# YOUR GOAL
Begin with the line containing "of the black" and copy each line exactly through the last line of the entries, inclusive.

# RECORDS PROVIDED
►

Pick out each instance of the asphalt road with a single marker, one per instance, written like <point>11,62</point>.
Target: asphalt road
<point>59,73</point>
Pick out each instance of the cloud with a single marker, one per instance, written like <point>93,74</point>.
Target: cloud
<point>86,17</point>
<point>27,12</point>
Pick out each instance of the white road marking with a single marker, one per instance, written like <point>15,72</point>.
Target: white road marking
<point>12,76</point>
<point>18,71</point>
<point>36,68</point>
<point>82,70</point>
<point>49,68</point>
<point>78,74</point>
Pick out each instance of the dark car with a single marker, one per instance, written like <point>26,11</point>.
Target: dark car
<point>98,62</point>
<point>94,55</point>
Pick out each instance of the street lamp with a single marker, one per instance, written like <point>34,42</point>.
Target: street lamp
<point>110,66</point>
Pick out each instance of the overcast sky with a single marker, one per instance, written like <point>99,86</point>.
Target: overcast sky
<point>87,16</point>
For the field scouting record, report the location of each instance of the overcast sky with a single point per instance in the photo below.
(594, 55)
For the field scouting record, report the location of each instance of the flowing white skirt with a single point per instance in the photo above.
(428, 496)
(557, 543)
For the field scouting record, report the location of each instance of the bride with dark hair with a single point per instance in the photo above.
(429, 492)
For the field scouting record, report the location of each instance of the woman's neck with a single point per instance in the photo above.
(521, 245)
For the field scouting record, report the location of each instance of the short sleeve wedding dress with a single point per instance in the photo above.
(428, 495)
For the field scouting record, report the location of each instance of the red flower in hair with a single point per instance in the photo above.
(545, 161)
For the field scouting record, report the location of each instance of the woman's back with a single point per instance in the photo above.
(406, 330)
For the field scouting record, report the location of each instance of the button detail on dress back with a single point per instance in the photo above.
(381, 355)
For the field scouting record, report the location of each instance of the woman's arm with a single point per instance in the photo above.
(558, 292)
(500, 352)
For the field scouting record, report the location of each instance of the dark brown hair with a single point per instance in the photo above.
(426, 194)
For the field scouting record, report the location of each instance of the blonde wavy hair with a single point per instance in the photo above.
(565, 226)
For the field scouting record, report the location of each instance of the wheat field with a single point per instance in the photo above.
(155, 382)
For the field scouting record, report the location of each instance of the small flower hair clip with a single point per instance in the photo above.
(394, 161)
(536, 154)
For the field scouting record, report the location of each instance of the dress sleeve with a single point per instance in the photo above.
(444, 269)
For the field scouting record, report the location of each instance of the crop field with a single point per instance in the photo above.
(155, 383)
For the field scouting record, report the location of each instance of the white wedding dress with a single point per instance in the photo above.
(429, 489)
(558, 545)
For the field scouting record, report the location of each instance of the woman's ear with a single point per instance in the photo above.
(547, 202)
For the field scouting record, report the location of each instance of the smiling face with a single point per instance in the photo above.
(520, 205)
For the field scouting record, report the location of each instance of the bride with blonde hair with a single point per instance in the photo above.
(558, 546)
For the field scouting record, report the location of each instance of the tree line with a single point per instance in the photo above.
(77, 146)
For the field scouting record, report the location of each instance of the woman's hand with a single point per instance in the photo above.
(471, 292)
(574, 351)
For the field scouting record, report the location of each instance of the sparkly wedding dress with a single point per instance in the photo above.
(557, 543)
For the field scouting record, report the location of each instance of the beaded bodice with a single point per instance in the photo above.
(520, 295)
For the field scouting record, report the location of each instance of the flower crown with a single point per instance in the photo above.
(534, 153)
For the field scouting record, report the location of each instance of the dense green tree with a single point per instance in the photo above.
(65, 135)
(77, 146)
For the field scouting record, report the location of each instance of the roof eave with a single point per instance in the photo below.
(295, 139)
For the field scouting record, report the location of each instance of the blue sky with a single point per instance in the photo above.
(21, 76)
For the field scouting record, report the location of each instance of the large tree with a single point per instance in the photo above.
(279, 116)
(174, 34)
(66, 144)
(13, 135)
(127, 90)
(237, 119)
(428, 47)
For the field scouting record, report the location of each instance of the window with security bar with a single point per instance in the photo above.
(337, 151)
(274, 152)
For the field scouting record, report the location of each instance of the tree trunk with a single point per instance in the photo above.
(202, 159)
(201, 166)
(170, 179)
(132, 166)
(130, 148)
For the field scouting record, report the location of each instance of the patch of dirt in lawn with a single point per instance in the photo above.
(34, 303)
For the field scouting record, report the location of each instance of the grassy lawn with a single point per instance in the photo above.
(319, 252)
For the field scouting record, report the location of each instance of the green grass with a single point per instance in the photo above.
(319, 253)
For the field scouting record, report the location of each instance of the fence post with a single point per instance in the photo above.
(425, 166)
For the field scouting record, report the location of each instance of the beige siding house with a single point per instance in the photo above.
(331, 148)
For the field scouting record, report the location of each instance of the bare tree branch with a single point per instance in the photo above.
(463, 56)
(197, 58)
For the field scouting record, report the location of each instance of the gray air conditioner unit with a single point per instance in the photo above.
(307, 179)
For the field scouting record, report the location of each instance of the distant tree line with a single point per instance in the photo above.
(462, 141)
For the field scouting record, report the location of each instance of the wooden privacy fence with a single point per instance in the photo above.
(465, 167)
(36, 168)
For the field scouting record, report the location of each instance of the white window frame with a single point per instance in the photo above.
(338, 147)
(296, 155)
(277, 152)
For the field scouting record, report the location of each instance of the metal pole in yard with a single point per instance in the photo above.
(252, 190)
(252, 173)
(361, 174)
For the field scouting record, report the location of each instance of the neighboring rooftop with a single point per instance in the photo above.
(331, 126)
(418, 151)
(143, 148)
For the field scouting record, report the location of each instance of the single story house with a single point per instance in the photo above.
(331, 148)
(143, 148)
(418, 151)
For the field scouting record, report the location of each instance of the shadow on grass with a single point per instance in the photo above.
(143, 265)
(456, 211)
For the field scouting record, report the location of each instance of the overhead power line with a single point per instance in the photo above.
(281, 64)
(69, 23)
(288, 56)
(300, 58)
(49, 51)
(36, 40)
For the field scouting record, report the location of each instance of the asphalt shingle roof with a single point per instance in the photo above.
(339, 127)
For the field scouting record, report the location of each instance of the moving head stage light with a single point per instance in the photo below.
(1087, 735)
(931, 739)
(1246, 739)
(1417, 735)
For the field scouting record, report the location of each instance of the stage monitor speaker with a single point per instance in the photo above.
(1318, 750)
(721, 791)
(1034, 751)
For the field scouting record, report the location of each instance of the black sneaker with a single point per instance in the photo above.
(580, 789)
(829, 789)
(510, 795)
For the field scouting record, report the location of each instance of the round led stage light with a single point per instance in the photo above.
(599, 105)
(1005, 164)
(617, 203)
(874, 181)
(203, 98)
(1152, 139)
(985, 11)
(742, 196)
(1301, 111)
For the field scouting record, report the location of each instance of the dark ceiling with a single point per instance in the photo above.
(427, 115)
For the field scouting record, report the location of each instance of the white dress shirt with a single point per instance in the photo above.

◄

# WORKED SOLUTION
For the field scouting record, report the location of each instance of the black sneaker with a single point per instance in the photo above.
(580, 789)
(829, 789)
(510, 795)
For the field scouting record, report the location of each instance of the round led stage light with a single point per instance in the photo above.
(599, 105)
(1005, 164)
(617, 203)
(874, 181)
(203, 98)
(1152, 139)
(985, 11)
(742, 196)
(1301, 111)
For the field scouting record, report the location of each instance of the dark ceiling with a single point per instance in the photo above.
(427, 115)
For the field scouting record, report the location of each instance of the white dress shirt with a single point per instance in the photo above.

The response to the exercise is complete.